(Stated task):
Which of the lines below contain the string "sign"? Pull out each one and copy it unchanged.
— Start —
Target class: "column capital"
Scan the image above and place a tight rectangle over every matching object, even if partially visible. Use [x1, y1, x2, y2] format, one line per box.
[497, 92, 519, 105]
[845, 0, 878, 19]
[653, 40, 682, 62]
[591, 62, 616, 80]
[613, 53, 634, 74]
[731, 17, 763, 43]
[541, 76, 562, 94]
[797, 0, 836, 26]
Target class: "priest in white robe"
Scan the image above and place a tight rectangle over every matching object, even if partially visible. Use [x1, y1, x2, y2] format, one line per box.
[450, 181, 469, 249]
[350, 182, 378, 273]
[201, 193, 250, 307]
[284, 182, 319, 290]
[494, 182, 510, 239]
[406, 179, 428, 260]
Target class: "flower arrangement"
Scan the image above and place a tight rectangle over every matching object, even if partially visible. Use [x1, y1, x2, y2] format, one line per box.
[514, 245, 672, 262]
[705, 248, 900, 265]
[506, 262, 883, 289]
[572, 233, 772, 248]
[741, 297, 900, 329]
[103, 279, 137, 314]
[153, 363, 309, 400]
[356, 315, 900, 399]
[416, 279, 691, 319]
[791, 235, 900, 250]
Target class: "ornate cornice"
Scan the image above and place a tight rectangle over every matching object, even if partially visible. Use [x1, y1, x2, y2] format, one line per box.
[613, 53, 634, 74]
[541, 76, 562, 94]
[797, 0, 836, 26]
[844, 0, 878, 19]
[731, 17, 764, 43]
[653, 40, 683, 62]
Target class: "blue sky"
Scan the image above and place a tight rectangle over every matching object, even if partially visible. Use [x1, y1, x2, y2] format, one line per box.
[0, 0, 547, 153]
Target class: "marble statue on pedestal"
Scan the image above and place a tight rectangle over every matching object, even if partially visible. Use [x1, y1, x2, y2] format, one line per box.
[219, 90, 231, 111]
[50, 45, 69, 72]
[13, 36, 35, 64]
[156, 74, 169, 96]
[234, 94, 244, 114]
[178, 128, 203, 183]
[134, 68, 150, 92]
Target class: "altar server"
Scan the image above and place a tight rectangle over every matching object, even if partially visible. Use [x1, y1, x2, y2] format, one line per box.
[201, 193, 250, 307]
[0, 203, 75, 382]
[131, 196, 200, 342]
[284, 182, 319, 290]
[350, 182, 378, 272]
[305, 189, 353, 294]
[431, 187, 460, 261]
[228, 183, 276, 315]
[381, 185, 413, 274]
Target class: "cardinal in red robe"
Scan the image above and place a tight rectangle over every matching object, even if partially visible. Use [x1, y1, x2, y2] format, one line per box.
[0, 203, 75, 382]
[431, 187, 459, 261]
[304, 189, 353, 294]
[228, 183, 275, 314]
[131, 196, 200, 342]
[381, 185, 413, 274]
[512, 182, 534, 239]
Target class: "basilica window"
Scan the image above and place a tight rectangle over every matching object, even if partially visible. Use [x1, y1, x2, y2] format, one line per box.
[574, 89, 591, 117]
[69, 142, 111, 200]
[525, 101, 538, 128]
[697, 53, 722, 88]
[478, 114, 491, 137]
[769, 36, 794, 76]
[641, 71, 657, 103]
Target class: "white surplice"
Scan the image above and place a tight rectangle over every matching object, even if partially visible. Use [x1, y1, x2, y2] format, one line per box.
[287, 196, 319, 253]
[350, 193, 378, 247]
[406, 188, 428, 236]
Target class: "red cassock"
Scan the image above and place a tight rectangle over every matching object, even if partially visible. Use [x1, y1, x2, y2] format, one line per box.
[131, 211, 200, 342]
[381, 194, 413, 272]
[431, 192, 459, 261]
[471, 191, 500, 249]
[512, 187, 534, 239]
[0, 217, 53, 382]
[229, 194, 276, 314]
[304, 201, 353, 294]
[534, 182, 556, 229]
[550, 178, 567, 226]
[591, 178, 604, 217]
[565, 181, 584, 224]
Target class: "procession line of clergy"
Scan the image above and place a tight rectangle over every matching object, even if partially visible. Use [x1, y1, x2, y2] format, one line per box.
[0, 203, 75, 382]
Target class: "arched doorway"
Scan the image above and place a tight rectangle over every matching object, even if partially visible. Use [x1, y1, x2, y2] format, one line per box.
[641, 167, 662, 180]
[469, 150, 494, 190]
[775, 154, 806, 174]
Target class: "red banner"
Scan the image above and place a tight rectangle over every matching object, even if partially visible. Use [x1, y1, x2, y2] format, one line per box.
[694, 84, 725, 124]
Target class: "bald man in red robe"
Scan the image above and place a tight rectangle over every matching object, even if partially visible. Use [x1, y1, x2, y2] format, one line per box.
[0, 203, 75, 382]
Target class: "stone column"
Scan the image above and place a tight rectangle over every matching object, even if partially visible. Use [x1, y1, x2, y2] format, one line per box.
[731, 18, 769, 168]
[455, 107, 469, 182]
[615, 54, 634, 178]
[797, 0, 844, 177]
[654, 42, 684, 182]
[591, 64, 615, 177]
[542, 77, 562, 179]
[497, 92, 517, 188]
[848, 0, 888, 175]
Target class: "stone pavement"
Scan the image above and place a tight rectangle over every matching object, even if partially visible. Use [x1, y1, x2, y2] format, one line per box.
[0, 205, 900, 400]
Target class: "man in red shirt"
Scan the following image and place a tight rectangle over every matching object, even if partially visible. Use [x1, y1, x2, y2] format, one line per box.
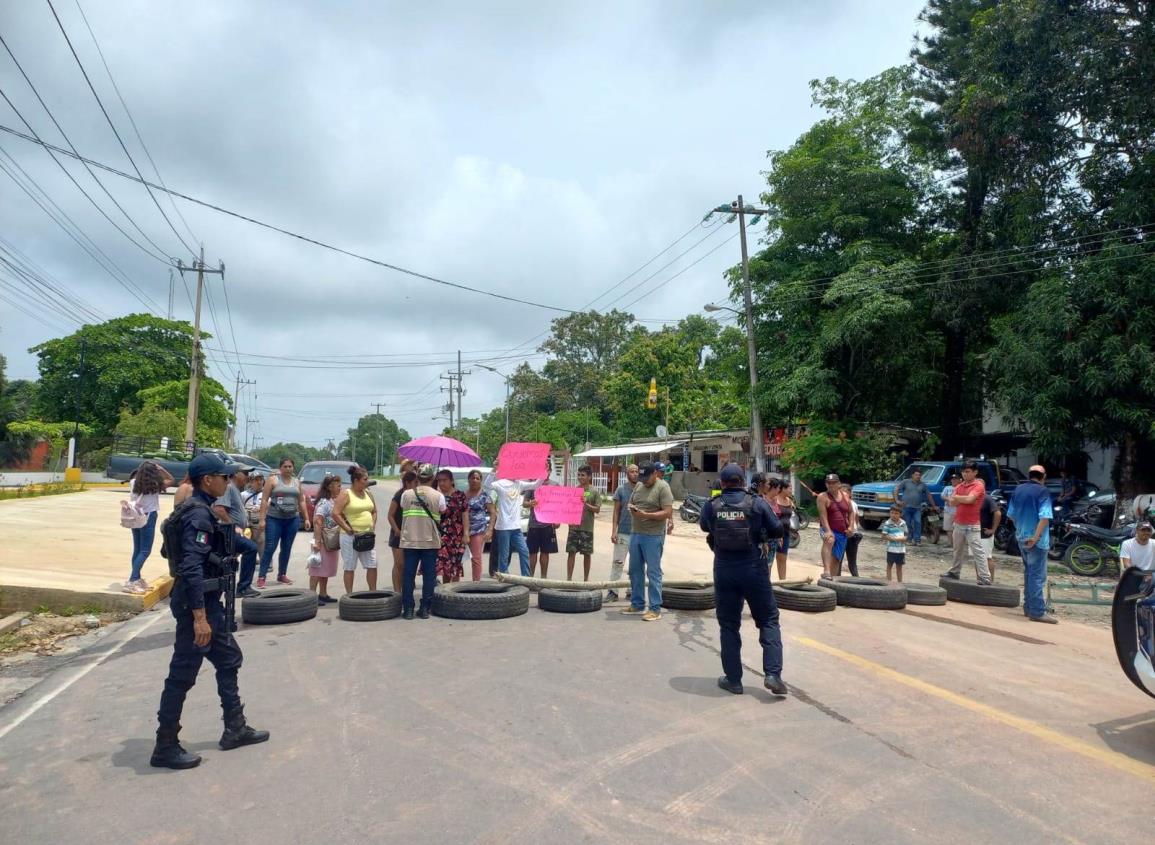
[946, 461, 991, 584]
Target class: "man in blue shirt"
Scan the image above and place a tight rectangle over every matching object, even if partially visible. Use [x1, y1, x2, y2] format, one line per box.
[699, 464, 788, 695]
[1007, 464, 1059, 625]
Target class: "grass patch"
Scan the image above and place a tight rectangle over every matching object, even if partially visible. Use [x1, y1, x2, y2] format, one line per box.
[0, 481, 85, 502]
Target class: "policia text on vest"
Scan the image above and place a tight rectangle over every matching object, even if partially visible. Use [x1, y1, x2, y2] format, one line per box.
[699, 464, 788, 695]
[150, 455, 269, 769]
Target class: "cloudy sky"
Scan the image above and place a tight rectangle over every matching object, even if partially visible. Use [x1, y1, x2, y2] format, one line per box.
[0, 0, 923, 446]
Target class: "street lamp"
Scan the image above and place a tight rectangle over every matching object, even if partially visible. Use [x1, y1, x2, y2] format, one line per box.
[476, 364, 512, 443]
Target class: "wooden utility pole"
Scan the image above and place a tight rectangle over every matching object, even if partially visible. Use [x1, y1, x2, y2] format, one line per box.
[177, 245, 224, 443]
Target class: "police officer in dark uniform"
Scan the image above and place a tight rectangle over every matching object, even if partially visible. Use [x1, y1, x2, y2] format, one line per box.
[151, 454, 269, 769]
[699, 464, 788, 695]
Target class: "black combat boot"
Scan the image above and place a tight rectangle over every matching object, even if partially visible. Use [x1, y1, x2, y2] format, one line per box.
[221, 706, 269, 751]
[149, 725, 201, 769]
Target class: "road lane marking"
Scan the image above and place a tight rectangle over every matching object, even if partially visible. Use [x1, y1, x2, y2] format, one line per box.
[0, 611, 167, 739]
[792, 637, 1155, 784]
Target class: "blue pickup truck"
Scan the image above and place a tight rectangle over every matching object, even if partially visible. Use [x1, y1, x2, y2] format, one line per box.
[850, 461, 1002, 528]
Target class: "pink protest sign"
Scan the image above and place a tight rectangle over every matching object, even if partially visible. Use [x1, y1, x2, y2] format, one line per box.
[498, 443, 550, 481]
[534, 485, 583, 525]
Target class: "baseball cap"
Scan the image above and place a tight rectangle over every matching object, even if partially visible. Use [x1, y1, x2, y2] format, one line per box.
[718, 464, 746, 484]
[188, 451, 237, 481]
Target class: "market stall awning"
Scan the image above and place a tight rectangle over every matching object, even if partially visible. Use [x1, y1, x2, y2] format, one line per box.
[574, 440, 686, 457]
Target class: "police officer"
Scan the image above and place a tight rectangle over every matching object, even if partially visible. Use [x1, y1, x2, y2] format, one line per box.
[151, 454, 269, 769]
[699, 464, 788, 695]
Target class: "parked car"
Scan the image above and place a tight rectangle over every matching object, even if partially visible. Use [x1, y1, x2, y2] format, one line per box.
[850, 461, 1014, 528]
[297, 461, 358, 529]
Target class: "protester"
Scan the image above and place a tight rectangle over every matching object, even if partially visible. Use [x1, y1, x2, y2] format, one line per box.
[437, 470, 469, 584]
[563, 465, 600, 581]
[621, 463, 674, 622]
[894, 470, 938, 546]
[489, 466, 544, 576]
[387, 470, 417, 592]
[605, 464, 637, 601]
[213, 466, 259, 598]
[524, 479, 558, 578]
[878, 502, 905, 584]
[1007, 464, 1059, 625]
[308, 476, 341, 605]
[818, 472, 854, 578]
[401, 464, 445, 619]
[699, 464, 788, 695]
[464, 470, 492, 581]
[839, 484, 863, 578]
[333, 464, 377, 592]
[978, 493, 1003, 584]
[256, 457, 312, 589]
[124, 461, 173, 595]
[942, 472, 962, 548]
[1119, 519, 1155, 575]
[947, 461, 991, 584]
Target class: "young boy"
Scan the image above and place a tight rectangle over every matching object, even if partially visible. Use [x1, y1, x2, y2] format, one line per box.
[879, 504, 907, 584]
[566, 466, 602, 581]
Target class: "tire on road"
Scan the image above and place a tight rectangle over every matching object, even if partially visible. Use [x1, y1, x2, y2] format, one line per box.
[774, 584, 839, 613]
[240, 589, 316, 625]
[662, 584, 715, 611]
[939, 575, 1020, 607]
[433, 581, 529, 619]
[337, 590, 401, 622]
[537, 588, 603, 613]
[818, 576, 907, 611]
[903, 584, 946, 606]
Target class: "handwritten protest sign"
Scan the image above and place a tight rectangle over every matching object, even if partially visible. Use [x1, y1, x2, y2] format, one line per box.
[534, 485, 583, 525]
[498, 443, 550, 481]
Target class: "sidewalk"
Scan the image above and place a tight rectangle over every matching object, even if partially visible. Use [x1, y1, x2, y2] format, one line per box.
[0, 486, 172, 615]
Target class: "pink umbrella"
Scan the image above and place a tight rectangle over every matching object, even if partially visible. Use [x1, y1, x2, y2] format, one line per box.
[397, 434, 482, 466]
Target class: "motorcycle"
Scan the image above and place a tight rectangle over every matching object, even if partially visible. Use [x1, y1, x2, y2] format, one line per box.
[1063, 522, 1135, 576]
[1111, 567, 1155, 698]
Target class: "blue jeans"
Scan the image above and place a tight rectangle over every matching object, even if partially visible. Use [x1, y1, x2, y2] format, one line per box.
[714, 558, 782, 683]
[902, 507, 923, 543]
[493, 529, 529, 577]
[629, 537, 665, 613]
[233, 534, 256, 592]
[401, 548, 437, 611]
[261, 516, 300, 578]
[1019, 540, 1046, 618]
[128, 510, 156, 581]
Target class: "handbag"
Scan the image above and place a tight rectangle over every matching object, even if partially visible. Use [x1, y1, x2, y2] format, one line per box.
[353, 531, 377, 552]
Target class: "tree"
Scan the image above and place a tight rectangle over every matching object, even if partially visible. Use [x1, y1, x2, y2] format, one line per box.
[29, 314, 209, 432]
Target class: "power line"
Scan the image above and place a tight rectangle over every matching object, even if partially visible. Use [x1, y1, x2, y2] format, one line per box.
[45, 0, 196, 256]
[0, 126, 574, 314]
[74, 0, 200, 242]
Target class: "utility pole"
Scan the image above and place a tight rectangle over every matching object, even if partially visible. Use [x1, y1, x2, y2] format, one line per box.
[231, 373, 256, 449]
[714, 194, 770, 472]
[177, 245, 224, 443]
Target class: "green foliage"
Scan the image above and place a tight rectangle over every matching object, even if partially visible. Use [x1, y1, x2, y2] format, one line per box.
[782, 421, 901, 484]
[29, 314, 203, 434]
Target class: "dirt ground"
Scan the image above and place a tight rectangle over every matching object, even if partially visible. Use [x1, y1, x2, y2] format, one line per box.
[836, 528, 1111, 627]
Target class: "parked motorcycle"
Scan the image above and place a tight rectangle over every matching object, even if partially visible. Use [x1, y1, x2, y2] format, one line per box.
[1063, 522, 1135, 576]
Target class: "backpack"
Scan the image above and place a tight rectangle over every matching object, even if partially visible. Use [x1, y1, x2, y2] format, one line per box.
[161, 496, 213, 579]
[710, 493, 754, 552]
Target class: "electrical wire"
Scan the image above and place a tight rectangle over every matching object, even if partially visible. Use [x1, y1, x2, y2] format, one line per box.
[45, 0, 196, 256]
[0, 120, 574, 314]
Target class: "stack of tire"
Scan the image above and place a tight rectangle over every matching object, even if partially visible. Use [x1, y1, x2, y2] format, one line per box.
[818, 576, 907, 611]
[939, 575, 1020, 607]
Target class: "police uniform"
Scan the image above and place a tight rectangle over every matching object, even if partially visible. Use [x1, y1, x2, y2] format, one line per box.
[151, 455, 269, 769]
[699, 464, 787, 695]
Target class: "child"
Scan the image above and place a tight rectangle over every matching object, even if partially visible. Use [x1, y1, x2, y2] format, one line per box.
[879, 504, 907, 584]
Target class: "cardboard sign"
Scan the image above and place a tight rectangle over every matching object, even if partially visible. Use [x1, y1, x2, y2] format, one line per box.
[498, 443, 550, 481]
[534, 485, 586, 525]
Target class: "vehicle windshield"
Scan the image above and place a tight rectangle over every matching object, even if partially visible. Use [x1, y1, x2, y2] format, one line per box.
[894, 464, 944, 484]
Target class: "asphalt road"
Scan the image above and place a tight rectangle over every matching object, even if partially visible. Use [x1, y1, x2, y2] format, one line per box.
[0, 484, 1155, 845]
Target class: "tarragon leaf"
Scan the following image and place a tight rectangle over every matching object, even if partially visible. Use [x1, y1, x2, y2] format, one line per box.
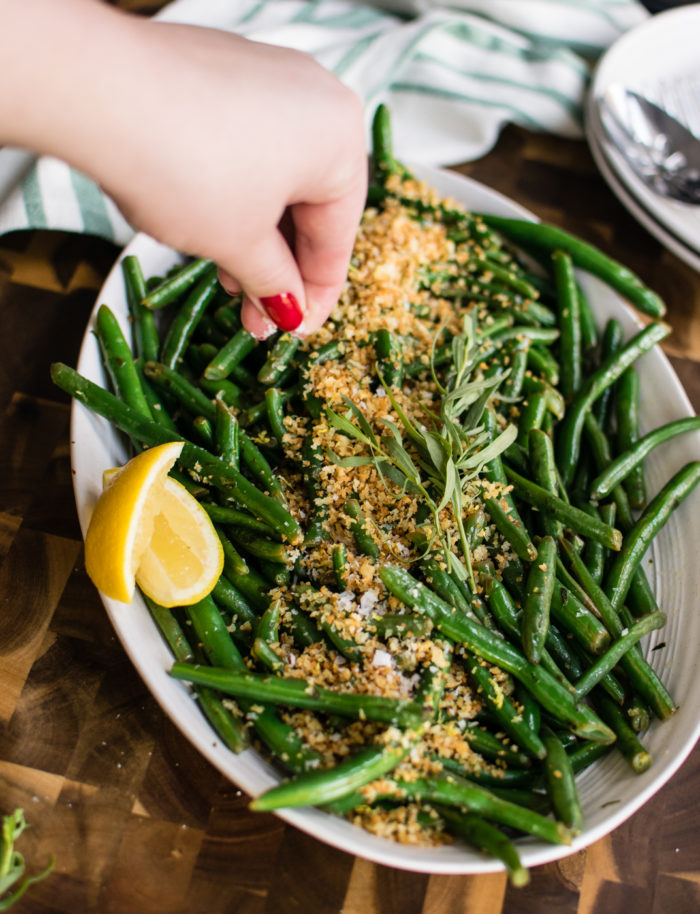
— End —
(Written reply):
Target class: "pink protest sign"
Target class: "handwritten protest sign"
Target class: "cardboard sign"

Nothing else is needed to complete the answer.